From the line with "Would you please place a dot on the background" through the final line, please write out the listing exactly, including both of those lines.

Dataset rows on where objects appear
──────────
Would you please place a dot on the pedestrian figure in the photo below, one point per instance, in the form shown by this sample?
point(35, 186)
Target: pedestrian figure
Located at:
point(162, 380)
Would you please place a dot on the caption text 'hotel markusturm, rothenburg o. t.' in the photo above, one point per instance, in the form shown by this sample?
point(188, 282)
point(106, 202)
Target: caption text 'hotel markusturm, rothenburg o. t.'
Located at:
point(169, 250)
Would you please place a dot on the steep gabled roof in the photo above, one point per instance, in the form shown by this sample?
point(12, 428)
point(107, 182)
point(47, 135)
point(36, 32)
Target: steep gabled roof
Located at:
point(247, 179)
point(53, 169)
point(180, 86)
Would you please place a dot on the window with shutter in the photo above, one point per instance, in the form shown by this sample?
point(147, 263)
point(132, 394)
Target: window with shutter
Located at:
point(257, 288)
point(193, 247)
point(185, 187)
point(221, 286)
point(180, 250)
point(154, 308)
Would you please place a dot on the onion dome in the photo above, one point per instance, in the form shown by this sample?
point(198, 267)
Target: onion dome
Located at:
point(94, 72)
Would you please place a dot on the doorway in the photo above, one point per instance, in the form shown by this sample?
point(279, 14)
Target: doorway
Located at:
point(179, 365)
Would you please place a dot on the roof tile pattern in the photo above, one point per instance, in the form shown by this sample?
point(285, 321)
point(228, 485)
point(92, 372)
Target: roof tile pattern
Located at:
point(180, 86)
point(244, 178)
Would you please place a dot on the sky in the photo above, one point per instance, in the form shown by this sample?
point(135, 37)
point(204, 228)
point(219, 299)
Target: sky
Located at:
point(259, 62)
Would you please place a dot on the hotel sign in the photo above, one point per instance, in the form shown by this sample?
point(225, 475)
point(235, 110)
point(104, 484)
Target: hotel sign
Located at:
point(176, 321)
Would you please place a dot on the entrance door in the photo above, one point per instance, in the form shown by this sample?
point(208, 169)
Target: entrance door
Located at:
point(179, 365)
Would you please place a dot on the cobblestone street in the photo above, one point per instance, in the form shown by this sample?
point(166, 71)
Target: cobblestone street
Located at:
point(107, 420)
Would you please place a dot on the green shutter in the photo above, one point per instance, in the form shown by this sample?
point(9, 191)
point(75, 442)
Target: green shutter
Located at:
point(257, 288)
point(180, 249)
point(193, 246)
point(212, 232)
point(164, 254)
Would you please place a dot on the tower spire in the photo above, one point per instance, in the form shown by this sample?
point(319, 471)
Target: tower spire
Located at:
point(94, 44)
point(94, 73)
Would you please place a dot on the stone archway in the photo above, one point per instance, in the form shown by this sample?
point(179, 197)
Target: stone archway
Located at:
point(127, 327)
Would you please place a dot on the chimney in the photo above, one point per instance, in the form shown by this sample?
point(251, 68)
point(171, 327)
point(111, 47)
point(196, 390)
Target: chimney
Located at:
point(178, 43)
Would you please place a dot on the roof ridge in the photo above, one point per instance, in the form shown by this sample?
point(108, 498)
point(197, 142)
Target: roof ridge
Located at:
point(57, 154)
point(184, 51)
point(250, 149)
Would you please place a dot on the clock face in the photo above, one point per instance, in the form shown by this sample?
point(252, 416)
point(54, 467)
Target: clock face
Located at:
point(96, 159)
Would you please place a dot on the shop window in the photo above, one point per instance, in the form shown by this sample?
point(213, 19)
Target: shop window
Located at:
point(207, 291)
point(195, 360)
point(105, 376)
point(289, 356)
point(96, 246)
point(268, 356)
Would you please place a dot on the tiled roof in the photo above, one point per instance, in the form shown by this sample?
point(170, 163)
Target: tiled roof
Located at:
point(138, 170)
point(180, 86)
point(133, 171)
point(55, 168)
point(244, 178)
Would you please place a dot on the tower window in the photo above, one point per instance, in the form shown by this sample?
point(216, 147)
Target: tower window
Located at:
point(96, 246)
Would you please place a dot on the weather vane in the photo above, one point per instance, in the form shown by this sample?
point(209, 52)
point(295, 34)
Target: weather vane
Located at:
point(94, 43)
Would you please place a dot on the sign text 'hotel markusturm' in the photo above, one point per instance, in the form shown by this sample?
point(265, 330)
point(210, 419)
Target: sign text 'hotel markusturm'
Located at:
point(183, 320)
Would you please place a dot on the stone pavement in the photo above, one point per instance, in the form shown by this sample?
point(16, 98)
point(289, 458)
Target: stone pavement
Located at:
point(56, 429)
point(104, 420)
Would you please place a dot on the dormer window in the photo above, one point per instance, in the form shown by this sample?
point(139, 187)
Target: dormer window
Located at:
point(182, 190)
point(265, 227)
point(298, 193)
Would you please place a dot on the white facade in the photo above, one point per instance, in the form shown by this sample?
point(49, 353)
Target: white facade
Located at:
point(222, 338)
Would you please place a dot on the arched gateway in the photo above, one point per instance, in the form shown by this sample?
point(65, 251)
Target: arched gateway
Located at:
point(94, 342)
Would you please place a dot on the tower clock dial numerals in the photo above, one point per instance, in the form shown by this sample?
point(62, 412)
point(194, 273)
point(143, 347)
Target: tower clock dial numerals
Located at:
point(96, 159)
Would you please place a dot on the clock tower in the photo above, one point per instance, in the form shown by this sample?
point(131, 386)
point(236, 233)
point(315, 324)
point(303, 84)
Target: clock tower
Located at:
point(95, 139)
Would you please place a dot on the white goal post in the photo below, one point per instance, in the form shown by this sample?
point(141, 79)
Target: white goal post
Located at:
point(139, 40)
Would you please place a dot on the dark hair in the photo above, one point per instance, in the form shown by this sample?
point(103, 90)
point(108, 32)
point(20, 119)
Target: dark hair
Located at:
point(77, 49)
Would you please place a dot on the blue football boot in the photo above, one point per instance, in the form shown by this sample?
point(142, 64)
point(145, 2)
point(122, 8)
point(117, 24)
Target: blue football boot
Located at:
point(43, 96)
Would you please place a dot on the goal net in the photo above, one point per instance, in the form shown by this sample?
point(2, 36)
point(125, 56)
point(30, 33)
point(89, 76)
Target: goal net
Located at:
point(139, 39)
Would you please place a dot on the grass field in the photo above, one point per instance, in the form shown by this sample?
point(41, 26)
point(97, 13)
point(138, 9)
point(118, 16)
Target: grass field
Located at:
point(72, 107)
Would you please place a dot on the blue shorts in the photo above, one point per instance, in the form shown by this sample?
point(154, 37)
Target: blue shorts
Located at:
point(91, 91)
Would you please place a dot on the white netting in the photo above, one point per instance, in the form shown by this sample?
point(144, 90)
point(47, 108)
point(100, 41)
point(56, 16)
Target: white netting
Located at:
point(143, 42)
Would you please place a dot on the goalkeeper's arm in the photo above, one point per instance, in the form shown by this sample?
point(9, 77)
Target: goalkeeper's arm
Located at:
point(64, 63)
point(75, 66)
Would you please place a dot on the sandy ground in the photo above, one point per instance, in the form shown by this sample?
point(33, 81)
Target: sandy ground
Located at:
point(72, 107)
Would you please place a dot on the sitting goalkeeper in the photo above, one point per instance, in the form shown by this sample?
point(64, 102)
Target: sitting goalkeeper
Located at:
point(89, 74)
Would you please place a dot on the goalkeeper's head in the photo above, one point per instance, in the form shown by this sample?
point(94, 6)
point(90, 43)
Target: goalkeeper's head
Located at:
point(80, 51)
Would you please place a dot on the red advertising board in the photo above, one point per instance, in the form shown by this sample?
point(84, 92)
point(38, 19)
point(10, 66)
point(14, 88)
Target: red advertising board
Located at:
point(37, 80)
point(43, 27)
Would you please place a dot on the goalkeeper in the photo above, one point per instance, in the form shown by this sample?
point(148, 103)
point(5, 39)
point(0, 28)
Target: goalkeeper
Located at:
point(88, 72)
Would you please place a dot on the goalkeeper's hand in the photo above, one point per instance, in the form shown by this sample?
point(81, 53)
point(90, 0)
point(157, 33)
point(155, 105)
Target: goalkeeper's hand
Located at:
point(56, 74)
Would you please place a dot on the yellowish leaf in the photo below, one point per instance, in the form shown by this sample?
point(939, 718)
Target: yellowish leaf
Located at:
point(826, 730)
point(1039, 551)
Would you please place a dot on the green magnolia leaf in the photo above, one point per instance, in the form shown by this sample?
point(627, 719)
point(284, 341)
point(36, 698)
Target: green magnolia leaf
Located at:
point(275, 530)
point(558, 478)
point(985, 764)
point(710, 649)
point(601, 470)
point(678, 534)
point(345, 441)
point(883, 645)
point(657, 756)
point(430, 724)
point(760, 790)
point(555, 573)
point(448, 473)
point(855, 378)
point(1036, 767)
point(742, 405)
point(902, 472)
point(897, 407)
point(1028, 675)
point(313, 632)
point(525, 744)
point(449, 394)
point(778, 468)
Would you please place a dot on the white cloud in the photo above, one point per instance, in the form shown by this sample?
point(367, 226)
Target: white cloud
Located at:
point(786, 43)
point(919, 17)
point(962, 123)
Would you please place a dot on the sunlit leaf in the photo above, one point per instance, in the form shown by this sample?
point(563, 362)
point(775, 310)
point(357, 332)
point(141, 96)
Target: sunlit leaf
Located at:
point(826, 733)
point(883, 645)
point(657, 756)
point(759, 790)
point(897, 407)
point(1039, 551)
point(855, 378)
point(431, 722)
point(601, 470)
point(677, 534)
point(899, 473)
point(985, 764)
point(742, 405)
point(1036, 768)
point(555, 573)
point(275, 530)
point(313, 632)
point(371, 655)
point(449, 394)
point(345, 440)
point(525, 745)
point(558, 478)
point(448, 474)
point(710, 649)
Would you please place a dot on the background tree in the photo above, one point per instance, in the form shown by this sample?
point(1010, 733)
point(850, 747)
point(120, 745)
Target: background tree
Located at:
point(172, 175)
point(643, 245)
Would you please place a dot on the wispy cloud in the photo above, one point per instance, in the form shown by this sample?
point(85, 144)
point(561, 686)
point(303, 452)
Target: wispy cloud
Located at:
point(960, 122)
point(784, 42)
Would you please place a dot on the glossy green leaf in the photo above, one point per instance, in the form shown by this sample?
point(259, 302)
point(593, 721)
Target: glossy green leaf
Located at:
──────────
## WRITTEN ANSWER
Would you please place a dot on the background tree in the photo above, one point per instance, in the form shown by this sample?
point(1010, 733)
point(850, 747)
point(120, 745)
Target: background tree
Located at:
point(172, 175)
point(643, 245)
Would you please place a dot on the wispy cloud in the photo above, one point per instance, in the form shown by this sample?
point(85, 144)
point(561, 686)
point(303, 452)
Target: wispy cloud
Located at:
point(960, 122)
point(784, 42)
Would you please place a dot on the glossy green leaf in the photo above, one point per instance, in the form shown by this sample?
point(259, 302)
point(593, 721)
Target: glossy green leaf
Located at:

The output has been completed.